• GIVEN TASK A
In the cloth nappy forum thread, how much did cranberry987 pay, postage included, for the baby-size SSC from Babies beyond borders?

===== PASSAGE PROVIDED

It's sooo not funny :haha: I'm now Sitting in our bedroom hiding with our debit card lol

Quick question you know the wee notions do you have to use their boosters for the nappies or can you use different boosters. And will I defo need boosters Zack is a light wetter?


----------



## Blah11

they dont come with any inserts. i have a wn insert for 1 nappy but my others have a flip insert and a bg organic insert :) works fine. if you have any spare rectangle shape pocket inserts, just use them to save some money.


----------



## mumandco

I've put an insert in my basket for it but wasn't sure about the extra boosters do I need them?


----------



## Blah11

oh no, i wouldnt bother. If you need one, just use whatever you have. the pockets are roomy :)


----------



## mumandco

Thanks blah x x


----------



## jenstar

What's the cheapest price posted for a easyfit v3 or a tb wrap that you've seen this week?

Also, I remember last year seeing places with discount off everything not just nappies but this yr I'm looking a toddler size SSC but can't see any reductions on rose & rebellion/ tuli/ any brands really. Maybe it's just real *nappy* week this time!


----------



## cranberry987

Babies beyond borders have slight second ssc's and free postage at the moment. I just got a baby size and it's great. Was £30 posted!


----------



## Tink81

Woo hoo! I have fluffy post! My owl pop in and my bgv4's! My monkey print pop in is delayed :( the pop ins were so nice I accidentally ordered 2 more ( damn you pay pal!)


----------



## mumandco

I haven't received any fluffy post today :( maybe tomorrow now :)
I really want to get an itti bitti tutto


----------



## Snuffy

I have received a huge amount of fluffy post today :happydance:

Albert freetime, v3 Easyfit (which I thought it said was preorder for next week but it arrived with the rest of my FYP order), new gen pop-in, blueberry coverall, flip organic insert, 3 pairs of babylegs and some vest extenders are here :D


----------



## DJ987

I got a box of size 1 LLs for baby #2 and they are sooooo lovely and soft I keep stroking them :rofl:

Hoping my FYP order comes tomorrow!


----------



## mumandco

I'm awaiting on 2 FYP order one got Despatched yesterday so I'm hoping it comes tomorrow and another that has the new easyfits in that are awaiting stock so have no idea when up be having that one :(


----------



## mumandco

I am Counting down the days till pay day (16) when I can order more fluff :)

==========
===== DATA FOR THE TASK

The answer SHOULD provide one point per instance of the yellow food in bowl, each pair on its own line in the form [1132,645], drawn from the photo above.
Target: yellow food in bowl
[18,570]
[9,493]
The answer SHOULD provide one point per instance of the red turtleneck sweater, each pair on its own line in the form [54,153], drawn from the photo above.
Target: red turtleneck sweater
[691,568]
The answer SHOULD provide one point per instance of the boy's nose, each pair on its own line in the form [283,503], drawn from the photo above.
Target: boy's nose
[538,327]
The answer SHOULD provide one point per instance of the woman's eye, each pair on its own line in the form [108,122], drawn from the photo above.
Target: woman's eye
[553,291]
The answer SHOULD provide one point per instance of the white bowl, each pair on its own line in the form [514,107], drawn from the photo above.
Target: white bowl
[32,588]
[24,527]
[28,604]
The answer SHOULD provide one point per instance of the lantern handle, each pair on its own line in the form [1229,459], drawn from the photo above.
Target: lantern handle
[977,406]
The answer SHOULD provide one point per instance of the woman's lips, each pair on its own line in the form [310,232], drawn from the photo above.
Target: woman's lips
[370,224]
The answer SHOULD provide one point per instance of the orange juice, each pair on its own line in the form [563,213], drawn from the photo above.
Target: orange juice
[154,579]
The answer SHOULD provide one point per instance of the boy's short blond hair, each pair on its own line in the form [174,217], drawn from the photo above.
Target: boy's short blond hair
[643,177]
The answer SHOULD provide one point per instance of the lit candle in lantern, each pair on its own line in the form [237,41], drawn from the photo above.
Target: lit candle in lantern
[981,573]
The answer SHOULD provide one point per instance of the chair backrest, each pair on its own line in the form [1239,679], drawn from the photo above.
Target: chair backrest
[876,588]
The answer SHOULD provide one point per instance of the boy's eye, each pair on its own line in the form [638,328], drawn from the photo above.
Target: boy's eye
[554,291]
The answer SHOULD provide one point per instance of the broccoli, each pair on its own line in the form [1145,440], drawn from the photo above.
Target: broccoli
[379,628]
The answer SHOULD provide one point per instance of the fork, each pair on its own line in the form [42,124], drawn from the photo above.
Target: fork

==========

• GIVEN TASK B
Return the records verbatim, from the line containing "The answer SHOULD provide one point per instance of the lit" through the end of the records.

• WRITTEN ANSWER A
£30 posted.

• WRITTEN ANSWER B
The answer SHOULD provide one point per instance of the lit candle in lantern, each pair on its own line in the form [237,41], drawn from the photo above.
Target: lit candle in lantern
[981,573]
The answer SHOULD provide one point per instance of the chair backrest, each pair on its own line in the form [1239,679], drawn from the photo above.
Target: chair backrest
[876,588]
The answer SHOULD provide one point per instance of the boy's eye, each pair on its own line in the form [638,328], drawn from the photo above.
Target: boy's eye
[554,291]
The answer SHOULD provide one point per instance of the broccoli, each pair on its own line in the form [1145,440], drawn from the photo above.
Target: broccoli
[379,628]
The answer SHOULD provide one point per instance of the fork, each pair on its own line in the form [42,124], drawn from the photo above.
Target: fork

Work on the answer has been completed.